• **RECORD LIST**:
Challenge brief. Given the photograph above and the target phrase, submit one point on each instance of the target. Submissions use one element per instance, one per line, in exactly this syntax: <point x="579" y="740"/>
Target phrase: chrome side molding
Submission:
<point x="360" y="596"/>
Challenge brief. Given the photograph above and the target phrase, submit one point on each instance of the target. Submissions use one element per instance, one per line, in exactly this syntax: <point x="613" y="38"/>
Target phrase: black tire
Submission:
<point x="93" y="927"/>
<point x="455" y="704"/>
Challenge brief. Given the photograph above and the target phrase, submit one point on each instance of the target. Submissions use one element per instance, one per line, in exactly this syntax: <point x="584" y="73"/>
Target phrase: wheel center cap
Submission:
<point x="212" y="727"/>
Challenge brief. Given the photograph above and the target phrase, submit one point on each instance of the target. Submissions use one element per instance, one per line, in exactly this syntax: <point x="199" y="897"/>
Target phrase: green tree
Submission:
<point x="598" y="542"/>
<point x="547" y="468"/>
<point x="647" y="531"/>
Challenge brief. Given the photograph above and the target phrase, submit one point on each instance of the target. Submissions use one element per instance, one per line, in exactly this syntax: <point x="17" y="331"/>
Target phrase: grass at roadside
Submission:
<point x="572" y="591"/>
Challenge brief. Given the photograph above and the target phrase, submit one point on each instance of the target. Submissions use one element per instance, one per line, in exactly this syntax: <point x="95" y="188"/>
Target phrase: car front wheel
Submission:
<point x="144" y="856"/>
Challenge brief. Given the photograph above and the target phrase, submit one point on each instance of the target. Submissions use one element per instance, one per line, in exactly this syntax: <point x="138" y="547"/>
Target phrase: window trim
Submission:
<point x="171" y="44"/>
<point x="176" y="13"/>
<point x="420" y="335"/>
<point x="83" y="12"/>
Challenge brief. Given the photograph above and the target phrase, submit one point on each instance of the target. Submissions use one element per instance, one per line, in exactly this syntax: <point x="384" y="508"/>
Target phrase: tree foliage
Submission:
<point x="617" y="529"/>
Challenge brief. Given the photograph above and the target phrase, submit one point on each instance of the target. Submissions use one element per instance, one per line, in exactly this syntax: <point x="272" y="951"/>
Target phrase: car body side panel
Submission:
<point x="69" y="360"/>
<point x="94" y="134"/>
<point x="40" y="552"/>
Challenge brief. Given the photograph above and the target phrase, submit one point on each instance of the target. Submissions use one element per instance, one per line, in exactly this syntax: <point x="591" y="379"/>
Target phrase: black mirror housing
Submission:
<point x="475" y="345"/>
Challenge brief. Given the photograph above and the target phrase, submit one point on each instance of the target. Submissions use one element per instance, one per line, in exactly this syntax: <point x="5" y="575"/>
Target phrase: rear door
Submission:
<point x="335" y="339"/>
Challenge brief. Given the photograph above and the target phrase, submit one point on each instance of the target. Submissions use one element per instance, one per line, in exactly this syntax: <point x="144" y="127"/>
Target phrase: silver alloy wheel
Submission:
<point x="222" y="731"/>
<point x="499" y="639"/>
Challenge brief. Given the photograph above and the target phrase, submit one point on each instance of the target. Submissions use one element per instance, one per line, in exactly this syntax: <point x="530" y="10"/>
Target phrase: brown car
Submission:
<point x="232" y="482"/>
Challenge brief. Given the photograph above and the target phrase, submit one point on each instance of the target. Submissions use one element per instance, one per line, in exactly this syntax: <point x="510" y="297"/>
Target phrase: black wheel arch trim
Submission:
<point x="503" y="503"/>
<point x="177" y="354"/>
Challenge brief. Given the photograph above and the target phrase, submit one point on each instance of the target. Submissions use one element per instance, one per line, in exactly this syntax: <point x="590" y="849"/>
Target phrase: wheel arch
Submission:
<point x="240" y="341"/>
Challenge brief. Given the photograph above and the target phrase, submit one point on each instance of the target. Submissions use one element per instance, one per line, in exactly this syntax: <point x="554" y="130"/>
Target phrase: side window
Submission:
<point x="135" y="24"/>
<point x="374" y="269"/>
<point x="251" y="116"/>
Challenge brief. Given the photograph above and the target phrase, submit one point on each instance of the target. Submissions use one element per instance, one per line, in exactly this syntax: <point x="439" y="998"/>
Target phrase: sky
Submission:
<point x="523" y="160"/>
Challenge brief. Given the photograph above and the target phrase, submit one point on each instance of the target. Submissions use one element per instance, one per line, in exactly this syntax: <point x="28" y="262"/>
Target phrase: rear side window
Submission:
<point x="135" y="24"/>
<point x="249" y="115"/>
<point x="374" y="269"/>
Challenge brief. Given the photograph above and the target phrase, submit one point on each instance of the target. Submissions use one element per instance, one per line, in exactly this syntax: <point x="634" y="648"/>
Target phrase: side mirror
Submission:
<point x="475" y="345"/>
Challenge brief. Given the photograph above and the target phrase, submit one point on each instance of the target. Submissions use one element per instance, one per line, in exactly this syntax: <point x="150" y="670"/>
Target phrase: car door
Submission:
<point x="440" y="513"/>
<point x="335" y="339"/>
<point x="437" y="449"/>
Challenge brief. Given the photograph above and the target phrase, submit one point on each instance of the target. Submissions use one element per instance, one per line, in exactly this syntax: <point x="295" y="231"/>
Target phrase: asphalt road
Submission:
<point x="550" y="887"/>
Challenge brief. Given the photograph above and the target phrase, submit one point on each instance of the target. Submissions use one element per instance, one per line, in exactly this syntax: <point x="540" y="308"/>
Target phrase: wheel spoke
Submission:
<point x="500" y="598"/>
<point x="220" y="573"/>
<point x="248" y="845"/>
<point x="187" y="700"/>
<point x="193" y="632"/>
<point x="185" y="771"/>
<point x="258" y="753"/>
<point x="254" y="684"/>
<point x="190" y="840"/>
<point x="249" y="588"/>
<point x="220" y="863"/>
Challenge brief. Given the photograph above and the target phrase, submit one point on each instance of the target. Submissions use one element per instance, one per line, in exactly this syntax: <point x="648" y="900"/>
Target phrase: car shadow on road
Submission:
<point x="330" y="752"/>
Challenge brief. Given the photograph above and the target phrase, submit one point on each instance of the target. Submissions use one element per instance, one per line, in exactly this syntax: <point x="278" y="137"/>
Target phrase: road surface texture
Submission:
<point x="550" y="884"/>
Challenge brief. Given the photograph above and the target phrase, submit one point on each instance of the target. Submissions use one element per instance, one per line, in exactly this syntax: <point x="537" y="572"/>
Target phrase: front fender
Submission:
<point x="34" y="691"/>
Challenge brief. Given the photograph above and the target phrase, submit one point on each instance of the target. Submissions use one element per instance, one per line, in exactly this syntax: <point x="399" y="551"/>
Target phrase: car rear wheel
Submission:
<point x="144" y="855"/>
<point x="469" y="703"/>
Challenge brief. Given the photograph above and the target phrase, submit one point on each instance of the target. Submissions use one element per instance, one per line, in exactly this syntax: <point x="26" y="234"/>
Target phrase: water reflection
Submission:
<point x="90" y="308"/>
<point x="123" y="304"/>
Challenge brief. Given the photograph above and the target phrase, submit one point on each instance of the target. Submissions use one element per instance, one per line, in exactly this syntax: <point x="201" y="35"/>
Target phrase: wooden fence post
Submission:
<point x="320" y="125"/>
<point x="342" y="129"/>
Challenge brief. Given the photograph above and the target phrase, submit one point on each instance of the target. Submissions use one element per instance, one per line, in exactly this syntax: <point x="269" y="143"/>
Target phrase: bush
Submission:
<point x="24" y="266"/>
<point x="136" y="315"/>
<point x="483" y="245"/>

• **AIM**: All of the material above needs to be copied exactly.

• **TASK RESULT**:
Challenge brief. Given the photograph above and the target phrase, submit one point on each instance of the target. Submissions use one element per instance, one per line, in exactly this syntax: <point x="579" y="740"/>
Target phrase: chrome side molding
Submission:
<point x="360" y="596"/>
Challenge brief. Given the photograph above and the target phrase, submit one point on each instance of the target. Submissions use one element per instance, one per line, in exactly this syntax: <point x="613" y="38"/>
Target phrase: black tire
Submission:
<point x="93" y="927"/>
<point x="455" y="704"/>
Challenge brief. Given the photograph above and the target phrase, submit one point on each instance of the target. Submissions use one element per instance, one per line, in exactly this syntax: <point x="584" y="73"/>
Target phrase: wheel center cap
Submission:
<point x="212" y="727"/>
Challenge brief. Given the photograph above and the target phrase, submit one point on each instance of the target. Submissions use one element per instance, one per line, in exactly this syntax: <point x="199" y="897"/>
Target phrase: green tree
Submission:
<point x="598" y="542"/>
<point x="547" y="468"/>
<point x="647" y="531"/>
Challenge brief. Given the photograph above and the target phrase, submit one point on each instance of the target. Submissions use one element per instance, one per line, in exactly this syntax: <point x="17" y="331"/>
Target phrase: grass at roadside
Submission:
<point x="572" y="591"/>
Challenge brief. Given the photograph above and the target phrase, submit one point on each instance of the target. Submissions use one element per instance, one per line, in exactly this syntax: <point x="95" y="188"/>
Target phrase: car front wheel
Submission:
<point x="144" y="856"/>
Challenge brief. Given the photograph above and the target phrase, submit one point on each instance of the target. Submissions use one element per instance, one per line, in exactly this syntax: <point x="138" y="547"/>
Target phrase: window trim
Submission:
<point x="171" y="44"/>
<point x="176" y="13"/>
<point x="420" y="335"/>
<point x="83" y="12"/>
Challenge brief. Given the photograph above and the target phrase, submit one point on each instance of the target. Submissions use one element per instance, one per line, in exactly this syntax: <point x="384" y="508"/>
Target phrase: tree foliage
Submission:
<point x="617" y="529"/>
Challenge brief. Given the photograph above and the target phrase, submit one point on each instance of the target. Submissions use one element per instance, one per line, in exactly this syntax: <point x="272" y="951"/>
Target phrase: car body side panel
Submission:
<point x="69" y="360"/>
<point x="94" y="134"/>
<point x="40" y="552"/>
Challenge brief. Given the photograph above and the target phrase, submit one point on each instance of the target. Submissions use one element per instance, one per line, in exactly this syntax: <point x="591" y="379"/>
Target phrase: black mirror housing
Submission:
<point x="475" y="345"/>
Challenge brief. Given the photograph above and the target phrase, submit one point on each instance of the target. Submissions use one element per instance, one per line, in exactly this syntax: <point x="5" y="575"/>
Target phrase: rear door
Submission:
<point x="335" y="339"/>
Challenge brief. Given the photograph above and the target phrase, submit one point on each instance of the target. Submissions use one element per instance, one per line, in exactly this syntax: <point x="144" y="127"/>
Target phrase: silver alloy wheel
Submission:
<point x="222" y="731"/>
<point x="499" y="639"/>
Challenge brief. Given the photograph above and the target phrase, submit one point on each instance of the target. Submissions use one element per instance, one per line, in exactly this syntax: <point x="530" y="10"/>
Target phrase: brown car
Submission:
<point x="232" y="482"/>
Challenge brief. Given the photograph above and the target phrase, submit one point on each instance of the target. Submissions use one element per instance, one per line, in exactly this syntax: <point x="510" y="297"/>
Target phrase: black wheel arch trim
Submission:
<point x="503" y="503"/>
<point x="177" y="354"/>
Challenge brief. Given the photograph above and the target phrase, submit one point on each instance of the target. Submissions use one element per instance, one per line, in exactly this syntax: <point x="590" y="849"/>
Target phrase: wheel arch
Submission:
<point x="240" y="341"/>
Challenge brief. Given the photograph above and the target phrase, submit one point on each instance of the target. Submissions use one element per instance, one per line, in exactly this syntax: <point x="554" y="130"/>
Target phrase: side window
Submission:
<point x="135" y="24"/>
<point x="374" y="269"/>
<point x="251" y="116"/>
Challenge brief. Given the photograph above and the target phrase, submit one point on each instance of the target. Submissions use one element per instance, one per line, in exactly this syntax: <point x="439" y="998"/>
Target phrase: sky
Submission:
<point x="523" y="160"/>
Challenge brief. Given the photograph above and the target phrase, submit one point on each instance of the target. Submissions use one element per instance, one per line, in exactly this syntax: <point x="28" y="262"/>
Target phrase: rear side window
Submission:
<point x="135" y="24"/>
<point x="249" y="115"/>
<point x="374" y="269"/>
Challenge brief. Given the photograph above and the target phrase, submit one point on each instance of the target. Submissions use one element per instance, one per line, in exactly this syntax: <point x="634" y="648"/>
Target phrase: side mirror
Submission:
<point x="475" y="345"/>
Challenge brief. Given the photograph above and the target phrase, submit one point on each instance of the target. Submissions use one element per instance, one per line, in exactly this syntax: <point x="150" y="670"/>
Target phrase: car door
Submission:
<point x="440" y="513"/>
<point x="335" y="339"/>
<point x="437" y="449"/>
Challenge brief. Given the photograph above and the target phrase, submit one point on each instance of the target. Submissions use one element per instance, one per line, in exactly this syntax: <point x="295" y="231"/>
Target phrase: asphalt road
Submission:
<point x="550" y="887"/>
Challenge brief. Given the photograph above and the target phrase, submit one point on each instance of the target. Submissions use one element per instance, one per line, in exactly this syntax: <point x="540" y="308"/>
Target phrase: wheel spoke
Submission:
<point x="500" y="598"/>
<point x="220" y="573"/>
<point x="248" y="845"/>
<point x="187" y="700"/>
<point x="193" y="632"/>
<point x="185" y="771"/>
<point x="258" y="753"/>
<point x="254" y="684"/>
<point x="190" y="840"/>
<point x="249" y="588"/>
<point x="220" y="863"/>
Challenge brief. Given the photograph above and the target phrase, submit one point on each instance of the target. Submissions use one element per instance, one per line, in exactly this syntax: <point x="648" y="900"/>
Target phrase: car shadow on road
Submission:
<point x="330" y="752"/>
Challenge brief. Given the photograph above and the target phrase, submit one point on each instance of the target. Submissions use one element per instance, one per line, in exactly this syntax: <point x="278" y="137"/>
Target phrase: road surface texture
Submission:
<point x="550" y="884"/>
Challenge brief. Given the photograph above and the target phrase, submit one point on each instance of the target. Submissions use one element per instance, one per line, in exactly this syntax: <point x="537" y="572"/>
Target phrase: front fender
Submission:
<point x="34" y="691"/>
Challenge brief. Given the photograph above and the target phrase, submit one point on each instance of the target. Submissions use one element per instance, one per line, in exactly this syntax: <point x="399" y="551"/>
Target phrase: car rear wheel
Submission:
<point x="144" y="855"/>
<point x="469" y="703"/>
Challenge brief. Given the photograph above and the target phrase, submit one point on each instance of the target. Submissions use one element per instance, one per line, in exactly this syntax: <point x="26" y="234"/>
Target phrase: water reflection
Submission:
<point x="90" y="308"/>
<point x="123" y="304"/>
Challenge brief. Given the photograph above and the target phrase, submit one point on each instance of the target. Submissions use one element per instance, one per line, in exactly this syntax: <point x="201" y="35"/>
Target phrase: wooden fence post
Submission:
<point x="320" y="125"/>
<point x="342" y="129"/>
Challenge brief. Given the photograph above and the target phrase, submit one point on each instance of the target. Submissions use one element per instance, one per line, in exactly this syntax: <point x="269" y="143"/>
Target phrase: bush
Submission:
<point x="24" y="266"/>
<point x="136" y="315"/>
<point x="483" y="245"/>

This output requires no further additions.